## Dataset records
********************

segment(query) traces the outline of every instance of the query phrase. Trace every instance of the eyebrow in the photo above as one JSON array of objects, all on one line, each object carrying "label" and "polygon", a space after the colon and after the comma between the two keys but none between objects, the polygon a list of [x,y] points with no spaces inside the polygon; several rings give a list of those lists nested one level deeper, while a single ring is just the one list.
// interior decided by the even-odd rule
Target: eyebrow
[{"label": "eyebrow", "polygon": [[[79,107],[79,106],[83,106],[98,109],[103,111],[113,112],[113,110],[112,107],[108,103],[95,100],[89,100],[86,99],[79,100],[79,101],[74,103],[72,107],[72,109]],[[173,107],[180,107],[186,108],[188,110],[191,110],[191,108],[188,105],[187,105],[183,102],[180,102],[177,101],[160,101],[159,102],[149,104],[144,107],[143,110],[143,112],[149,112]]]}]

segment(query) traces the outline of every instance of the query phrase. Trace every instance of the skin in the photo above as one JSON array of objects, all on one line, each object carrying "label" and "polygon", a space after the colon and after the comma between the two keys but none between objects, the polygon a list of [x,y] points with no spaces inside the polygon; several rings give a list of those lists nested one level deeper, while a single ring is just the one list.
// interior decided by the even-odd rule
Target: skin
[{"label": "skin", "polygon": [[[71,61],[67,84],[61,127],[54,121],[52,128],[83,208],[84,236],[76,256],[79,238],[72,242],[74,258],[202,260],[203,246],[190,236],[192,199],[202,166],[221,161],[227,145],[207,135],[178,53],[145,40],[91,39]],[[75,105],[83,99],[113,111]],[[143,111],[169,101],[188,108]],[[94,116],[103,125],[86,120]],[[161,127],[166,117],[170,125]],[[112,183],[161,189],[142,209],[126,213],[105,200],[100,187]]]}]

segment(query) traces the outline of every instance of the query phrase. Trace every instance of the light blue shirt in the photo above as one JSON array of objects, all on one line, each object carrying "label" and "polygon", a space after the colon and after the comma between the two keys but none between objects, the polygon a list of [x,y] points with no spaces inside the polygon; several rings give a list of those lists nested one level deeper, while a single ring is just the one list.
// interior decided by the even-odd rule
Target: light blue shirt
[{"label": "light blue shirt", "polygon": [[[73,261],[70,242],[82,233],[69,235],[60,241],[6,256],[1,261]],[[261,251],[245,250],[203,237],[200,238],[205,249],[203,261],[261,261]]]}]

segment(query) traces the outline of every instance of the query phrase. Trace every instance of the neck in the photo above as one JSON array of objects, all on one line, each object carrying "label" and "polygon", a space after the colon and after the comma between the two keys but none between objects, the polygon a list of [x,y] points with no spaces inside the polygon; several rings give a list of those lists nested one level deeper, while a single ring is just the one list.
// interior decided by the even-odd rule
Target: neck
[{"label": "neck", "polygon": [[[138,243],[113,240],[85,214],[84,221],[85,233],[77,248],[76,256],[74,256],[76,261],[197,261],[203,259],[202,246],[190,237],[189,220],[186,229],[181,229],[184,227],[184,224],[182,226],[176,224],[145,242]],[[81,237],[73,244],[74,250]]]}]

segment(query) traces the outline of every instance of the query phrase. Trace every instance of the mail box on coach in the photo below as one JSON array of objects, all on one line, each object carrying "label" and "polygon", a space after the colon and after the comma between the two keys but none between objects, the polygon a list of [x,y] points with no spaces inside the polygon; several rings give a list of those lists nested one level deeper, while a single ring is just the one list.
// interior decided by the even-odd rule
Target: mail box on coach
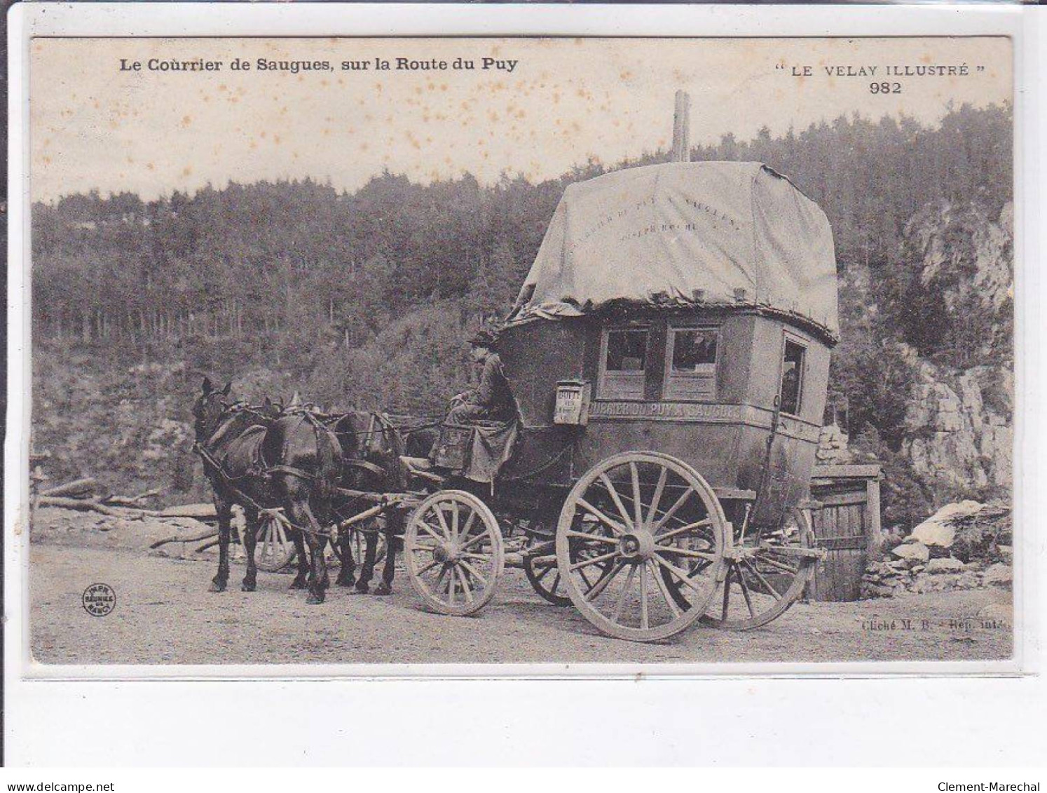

********************

## Work instructions
Skipping the pictures, transcribe each line above exactly as it appears.

## Completed task
segment(query) traces the outline of every instance of the query phrase. Trace every instance of the eyebrow in the photo above as one JSON array of objects, all on one line, each object carrying "label" and "polygon", a space after the colon and after the comma between the two keys but none between objects, the polygon a list of [x,y] points with no spaces inside the polygon; several rings give a list of those lists nested one level deeper, while a single ring is just the one list.
// interior decided by the even-odd rule
Target: eyebrow
[{"label": "eyebrow", "polygon": [[[79,107],[79,106],[83,106],[98,109],[103,111],[113,112],[113,110],[112,107],[108,103],[95,100],[89,100],[86,99],[79,100],[79,101],[74,103],[72,107],[72,109]],[[173,107],[180,107],[186,108],[188,110],[191,110],[191,108],[188,105],[187,105],[183,102],[180,102],[177,101],[160,101],[159,102],[149,104],[144,107],[143,110],[143,112],[149,112]]]}]

segment(query) traces the outline of every instance of the query phrase. Trace every instance of the skin in the photo above as one JSON array of objects, all on one line, each object carrying "label" and "polygon", a space after the colon and after the comma between the two keys but none between objects, the polygon a list of [x,y] points with no spaces inside the polygon; several rings give a list of those lists nested one level deeper, while a single ring is just the one list.
// interior decided by the even-odd rule
Target: skin
[{"label": "skin", "polygon": [[[71,61],[67,84],[61,127],[54,121],[52,128],[83,208],[84,236],[76,256],[79,238],[72,242],[74,258],[202,260],[203,246],[190,236],[192,199],[202,166],[221,161],[227,145],[207,135],[178,53],[145,40],[91,39]],[[75,105],[83,99],[113,111]],[[143,111],[169,101],[188,108]],[[94,116],[103,125],[86,120]],[[161,127],[166,117],[170,125]],[[112,183],[161,189],[142,209],[126,213],[105,200],[100,187]]]}]

segment(query) traces the outline of every instance of the query phrase. Trace every instance of the light blue shirt in the photo above as one JSON array of objects, all on one line, each object carrying "label" and "polygon", a space after the colon and after the comma between the two keys but none between objects, the polygon a list of [x,y] points with no spaces inside the polygon; several rings give a list of those lists nested one level deeper, while a single ring is just the one list.
// interior decided by the even-odd rule
Target: light blue shirt
[{"label": "light blue shirt", "polygon": [[[73,261],[70,242],[82,233],[69,235],[60,241],[6,256],[1,261]],[[261,251],[245,250],[203,237],[200,238],[205,249],[203,261],[261,261]]]}]

segment(query) traces the outline of every instance of the query phrase. Trace every instance of the neck in the photo above as one JSON array of objects, all on one line, each object carrying "label" and "polygon", a space after the colon and after the comma between the two keys but none between objects, the polygon a list of [x,y] points with no spaces inside the polygon; several rings give a list of those lists nested one level deeper, while a single ring is just the one list.
// interior decided by the even-odd rule
Target: neck
[{"label": "neck", "polygon": [[[138,243],[113,240],[85,214],[84,221],[85,233],[77,248],[76,256],[74,256],[76,261],[197,261],[203,259],[202,246],[190,237],[189,220],[186,229],[181,229],[184,227],[184,224],[182,226],[176,224],[145,242]],[[81,237],[73,244],[74,250]]]}]

segment(query) traces the outline of every instance of the query phrase. Trace every instance of the mail box on coach in the photo below as one JSON array of objects, all on one line, each object carrying "label" and "polygon", a space after the colon and after the comma between the two keys but none between objects, the polygon a list of [x,y] points with no spaces inside the polygon; several rings give a list of those lists nested one level deeper, while a single ring is just the one list.
// interior decided by the even-odd rule
Target: mail box on coach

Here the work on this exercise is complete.